** Begin SOURCE EXCERPT **
# The Pups at 11 Weeks (pic heavy)



## RachyBobs (Oct 18, 2009)

Ahh they make me laugh so much when we go for walks, took some snaps so here they are :blushing:


----------



## FREE SPIRIT (Jul 8, 2009)

So cute...lovely pics.


----------



## marmite (Sep 22, 2009)

aww they are great pics and such cute puppys


----------



## simplysardonic (Sep 1, 2009)

Beautiful pups


----------



## Lexi'sMum (Oct 22, 2009)

They have the cutest faces.


----------



## happysaz133 (Jun 5, 2008)

They are absolutely beautiful. You just made my heart melt!!!


----------



## srhdufe (Feb 11, 2009)

RachyBobs said:


> Ahh they make me laugh so much when we go for walks, took some snaps so here they are :blushing:


The grey one looks like Oscar when we get him clipped in the summer 

What breed are they?

They are gorgeous


----------



## Yourgifts Ourgifts (Apr 12, 2009)

Great quality pics as usual..
** End SOURCE EXCERPT **
* WRITTEN REQUEST 1: Rewrite the stretch of the puppy thread from "# The Pups at" through "(Jul 8, 2009)", switching "snaps" to "photos".
** Begin EXTRACTED INFORMATION **
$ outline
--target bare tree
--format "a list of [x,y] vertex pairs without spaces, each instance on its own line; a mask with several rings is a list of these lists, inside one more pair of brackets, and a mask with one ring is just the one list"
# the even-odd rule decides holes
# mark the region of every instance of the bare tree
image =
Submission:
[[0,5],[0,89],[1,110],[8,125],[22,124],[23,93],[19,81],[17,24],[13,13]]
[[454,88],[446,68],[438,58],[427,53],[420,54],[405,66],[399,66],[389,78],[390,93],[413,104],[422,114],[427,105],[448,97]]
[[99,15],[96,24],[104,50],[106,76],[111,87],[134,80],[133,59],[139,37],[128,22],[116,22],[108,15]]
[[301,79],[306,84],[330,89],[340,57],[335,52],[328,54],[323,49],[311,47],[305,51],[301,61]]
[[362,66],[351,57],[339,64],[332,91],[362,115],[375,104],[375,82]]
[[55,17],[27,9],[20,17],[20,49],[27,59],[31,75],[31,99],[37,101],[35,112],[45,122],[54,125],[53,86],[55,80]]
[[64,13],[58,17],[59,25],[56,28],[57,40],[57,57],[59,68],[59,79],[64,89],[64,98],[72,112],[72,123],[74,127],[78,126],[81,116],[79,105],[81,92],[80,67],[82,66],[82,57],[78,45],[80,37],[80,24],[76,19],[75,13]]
** End EXTRACTED INFORMATION **
* WRITTEN REQUEST 2: Copy unchanged the stretch of the region outline rows from their start through the line containing "list of [x,y]".

* COMPLETE ANSWER 1:
# The Pups at 11 Weeks (pic heavy)



## RachyBobs (Oct 18, 2009)

Ahh they make me laugh so much when we go for walks, took some photos so here they are :blushing:


----------



## FREE SPIRIT (Jul 8, 2009)

* COMPLETE ANSWER 2:
$ outline
--target bare tree
--format "a list of [x,y] vertex pairs without spaces, each instance on its own line; a mask with several rings is a list of these lists, inside one more pair of brackets, and a mask with one ring is just the one list"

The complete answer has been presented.